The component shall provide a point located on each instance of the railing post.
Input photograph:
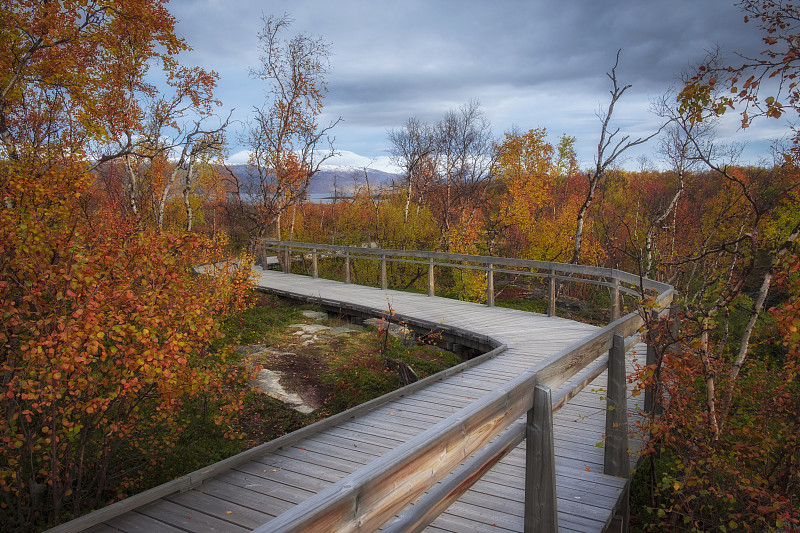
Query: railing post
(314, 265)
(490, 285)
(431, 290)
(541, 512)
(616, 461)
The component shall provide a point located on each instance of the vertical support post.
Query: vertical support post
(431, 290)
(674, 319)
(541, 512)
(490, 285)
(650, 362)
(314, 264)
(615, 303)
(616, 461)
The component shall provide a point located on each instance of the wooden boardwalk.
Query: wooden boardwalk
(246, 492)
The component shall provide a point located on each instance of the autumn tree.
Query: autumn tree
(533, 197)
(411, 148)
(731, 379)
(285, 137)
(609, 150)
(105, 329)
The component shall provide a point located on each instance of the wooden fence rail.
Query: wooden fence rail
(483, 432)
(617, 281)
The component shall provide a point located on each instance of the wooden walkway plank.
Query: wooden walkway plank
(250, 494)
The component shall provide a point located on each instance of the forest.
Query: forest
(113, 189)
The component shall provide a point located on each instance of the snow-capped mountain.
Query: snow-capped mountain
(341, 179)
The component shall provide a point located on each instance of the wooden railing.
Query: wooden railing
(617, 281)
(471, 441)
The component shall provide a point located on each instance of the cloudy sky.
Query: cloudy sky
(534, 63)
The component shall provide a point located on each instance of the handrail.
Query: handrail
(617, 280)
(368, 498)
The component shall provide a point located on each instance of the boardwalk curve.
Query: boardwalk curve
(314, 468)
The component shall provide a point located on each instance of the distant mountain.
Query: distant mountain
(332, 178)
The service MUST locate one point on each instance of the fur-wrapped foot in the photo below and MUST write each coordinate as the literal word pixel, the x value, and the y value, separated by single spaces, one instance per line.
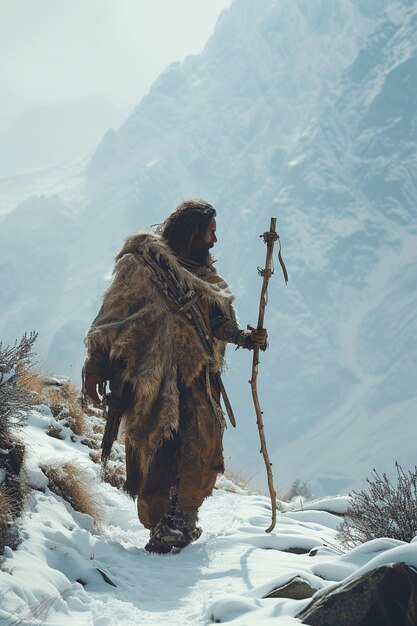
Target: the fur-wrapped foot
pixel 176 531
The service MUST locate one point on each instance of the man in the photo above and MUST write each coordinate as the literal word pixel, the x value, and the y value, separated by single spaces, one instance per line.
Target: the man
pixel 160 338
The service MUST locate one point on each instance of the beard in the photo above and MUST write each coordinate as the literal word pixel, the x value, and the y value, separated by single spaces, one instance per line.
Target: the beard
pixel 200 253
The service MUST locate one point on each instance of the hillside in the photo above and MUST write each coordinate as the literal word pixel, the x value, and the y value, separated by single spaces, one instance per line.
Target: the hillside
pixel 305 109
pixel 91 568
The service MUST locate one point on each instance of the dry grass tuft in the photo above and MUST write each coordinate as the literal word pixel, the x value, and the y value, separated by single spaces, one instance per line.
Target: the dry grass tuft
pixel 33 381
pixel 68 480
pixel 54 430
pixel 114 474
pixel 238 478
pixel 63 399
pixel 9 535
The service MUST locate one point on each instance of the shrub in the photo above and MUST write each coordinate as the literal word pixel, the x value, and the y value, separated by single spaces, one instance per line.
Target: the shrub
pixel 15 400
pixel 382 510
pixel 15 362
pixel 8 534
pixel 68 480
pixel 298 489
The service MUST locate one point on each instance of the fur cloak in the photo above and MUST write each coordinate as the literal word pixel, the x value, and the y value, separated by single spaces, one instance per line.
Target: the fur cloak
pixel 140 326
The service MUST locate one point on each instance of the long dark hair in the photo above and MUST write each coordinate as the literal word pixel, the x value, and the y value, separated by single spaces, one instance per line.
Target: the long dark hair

# ASSIGNMENT
Leave the images out. Set down all of the material above exactly.

# WRITTEN RESPONSE
The component shall provide a point located on each instance of the railing post.
Input photograph:
Query: railing post
(314, 265)
(490, 285)
(431, 290)
(541, 512)
(616, 461)
The component shall provide a point located on each instance of the vertical support post.
Query: vertical support post
(431, 290)
(674, 319)
(541, 512)
(490, 285)
(650, 362)
(314, 264)
(615, 303)
(616, 461)
The component shall provide a point located on each instance of the wooden boardwalk.
Query: wooden boardwalk
(246, 492)
The component shall provide a point located on each instance of the autumn tree.
Query: autumn tree
(533, 197)
(411, 148)
(731, 379)
(285, 137)
(609, 150)
(105, 329)
The component shall provide a point located on each instance of the wooden fence rail.
Query: wooden fence rail
(483, 432)
(617, 281)
The component shall provide a point located on each instance of the wooden walkway plank.
Query: wooden walkway plank
(250, 494)
The component shall provide a point located on each instance of the forest.
Query: forest
(113, 189)
The component shall provide a point located on each instance of the snow-capped mountain.
Query: snow-capped mountain
(341, 179)
The component shall provide a point located on each instance of the wooden railing.
Query: wooden railing
(617, 281)
(471, 441)
The component shall provide a point located on each instance of the cloudy sky.
Query: cloudy sky
(534, 63)
The component shall provide a point located on each instance of the handrail.
Query: handrail
(617, 280)
(368, 498)
The component shall provide a point located on each instance of the boardwalk curve.
Query: boardwalk curve
(314, 468)
The component shall provide a point located on each instance of the distant mountain.
Query: distant mountain
(332, 178)
The service MUST locate one point on each instance of the fur-wrapped foot in the photo below and MUST write each coordinate as the literal word pixel, the x value, and the y value, separated by single spaces, one instance per line.
Target: the fur-wrapped foot
pixel 176 531
The service MUST locate one point on each instance of the man in the photo above and MUST write each coordinate as the literal word pixel, the x value, and the y value, separated by single spaces, one instance per line.
Target: the man
pixel 160 338
The service MUST locate one point on each instance of the beard in the photo above and MUST write each coordinate as the literal word pixel, the x value, and the y value, separated by single spaces, one instance per line.
Target: the beard
pixel 200 253
The service MUST locate one point on each instance of the hillside in the photo above and MUST write each coordinate as the literal word pixel, the x value, and the y value, separated by single spaces, one instance per line.
Target: the hillside
pixel 305 109
pixel 91 568
The service MUST locate one point on each instance of the dry grass tuft in the photo above and MUST write each coordinate as the literal word pixel, the x value, and the y value, separated by single spaces, one instance per line.
Target: the dry grass tuft
pixel 33 381
pixel 68 480
pixel 54 430
pixel 114 474
pixel 238 478
pixel 63 399
pixel 9 535
The service MUST locate one point on each instance of the shrub in the photo above and MUST write each coordinate as the literal word pixel, the x value, and the y value, separated by single spaces, one instance per line.
Target: the shrub
pixel 15 400
pixel 382 510
pixel 15 362
pixel 8 534
pixel 68 480
pixel 298 489
The service MUST locate one point on each instance of the fur cloak in the photo above and MUST write each coordinate as the literal word pixel, the x value, and the y value, separated by single spaces, one instance per line.
Target: the fur cloak
pixel 140 326
The service MUST locate one point on each instance of the long dark hair in the photo above and MUST write each coordinate as the literal word pixel, the x value, and the y value, separated by single spaces, one instance per line.
Target: the long dark hair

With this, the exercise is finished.